* Short task: Render all of the data below as a numbered list, omitting any blank lines. Leave the pictures out of the list.

* Saved entries:
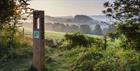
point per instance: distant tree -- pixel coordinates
(85, 29)
(11, 10)
(97, 30)
(127, 14)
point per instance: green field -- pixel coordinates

* Correct result:
1. point per instance: distant tree -- pixel coordinates
2. (85, 29)
3. (11, 10)
4. (97, 30)
5. (127, 14)
6. point per instance: green field -- pixel coordinates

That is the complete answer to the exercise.